Start of Input data
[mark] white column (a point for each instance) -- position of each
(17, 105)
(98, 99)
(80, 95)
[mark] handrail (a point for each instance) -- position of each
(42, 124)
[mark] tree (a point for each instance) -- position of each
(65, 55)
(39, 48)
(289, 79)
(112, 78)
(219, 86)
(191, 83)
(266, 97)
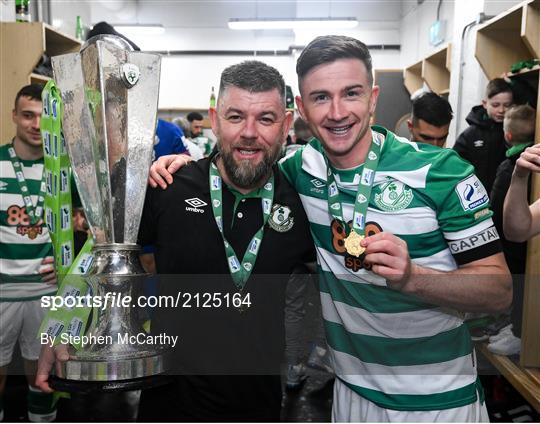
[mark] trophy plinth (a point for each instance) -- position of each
(110, 96)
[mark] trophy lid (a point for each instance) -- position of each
(110, 95)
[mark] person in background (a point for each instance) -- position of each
(519, 123)
(223, 347)
(302, 133)
(26, 261)
(430, 119)
(521, 221)
(483, 144)
(195, 151)
(195, 120)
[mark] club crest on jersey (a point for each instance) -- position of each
(281, 219)
(216, 182)
(393, 196)
(254, 246)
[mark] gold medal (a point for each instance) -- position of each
(352, 244)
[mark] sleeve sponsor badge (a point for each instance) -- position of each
(471, 193)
End of Input data
Each line from the one containing "[mark] trophy lid" through the last line of the entries is to be copied exactly, with no other lines added.

◆ Exercise answer ◆
[mark] trophy lid (a point for each instance) -- position of each
(110, 95)
[mark] person in background (a point for each instance) -- position of each
(519, 123)
(223, 347)
(302, 133)
(26, 261)
(430, 119)
(521, 221)
(483, 144)
(195, 151)
(195, 120)
[mark] club crest on jersey (a point for each instance) -- position of each
(281, 219)
(216, 182)
(393, 196)
(254, 246)
[mark] gold medal (a point for each instance) -- position of each
(352, 244)
[mark] sleeve sponsor badge (a point for each instance) -- position of each
(471, 193)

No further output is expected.